RECORDED INFORMATION START

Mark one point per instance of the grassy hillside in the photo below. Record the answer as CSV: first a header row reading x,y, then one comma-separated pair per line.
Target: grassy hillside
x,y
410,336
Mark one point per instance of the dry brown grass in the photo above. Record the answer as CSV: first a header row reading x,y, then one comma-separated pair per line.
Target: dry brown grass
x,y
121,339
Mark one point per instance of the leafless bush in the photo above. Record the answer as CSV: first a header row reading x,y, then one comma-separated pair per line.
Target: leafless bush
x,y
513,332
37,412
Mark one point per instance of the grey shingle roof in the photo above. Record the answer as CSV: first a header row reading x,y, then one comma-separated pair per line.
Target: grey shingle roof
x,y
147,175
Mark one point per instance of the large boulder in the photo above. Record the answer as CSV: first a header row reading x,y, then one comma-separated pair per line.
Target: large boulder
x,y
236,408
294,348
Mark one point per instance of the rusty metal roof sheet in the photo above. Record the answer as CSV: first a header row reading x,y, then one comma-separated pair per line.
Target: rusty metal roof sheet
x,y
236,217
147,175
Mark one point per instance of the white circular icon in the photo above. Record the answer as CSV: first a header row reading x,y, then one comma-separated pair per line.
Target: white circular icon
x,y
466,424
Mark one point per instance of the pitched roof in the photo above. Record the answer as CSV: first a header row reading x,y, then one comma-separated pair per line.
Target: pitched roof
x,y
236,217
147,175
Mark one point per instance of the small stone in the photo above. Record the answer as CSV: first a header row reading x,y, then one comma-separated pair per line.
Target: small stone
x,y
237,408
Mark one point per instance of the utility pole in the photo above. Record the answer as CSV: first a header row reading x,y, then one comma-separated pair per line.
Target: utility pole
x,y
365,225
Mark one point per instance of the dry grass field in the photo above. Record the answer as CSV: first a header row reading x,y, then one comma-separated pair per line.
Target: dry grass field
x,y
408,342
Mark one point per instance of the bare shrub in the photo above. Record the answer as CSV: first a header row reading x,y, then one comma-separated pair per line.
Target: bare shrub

RECORDED INFORMATION END

[YOUR OBJECTIVE] Look for the word "shrub" in the listing above, and copy every line where you find it.

[RESPONSE]
Mark one point per instance of the bare shrub in the photo above. Record the answer as CSV: first a header row reading x,y, then one comma-separated pair per line.
Target: bare shrub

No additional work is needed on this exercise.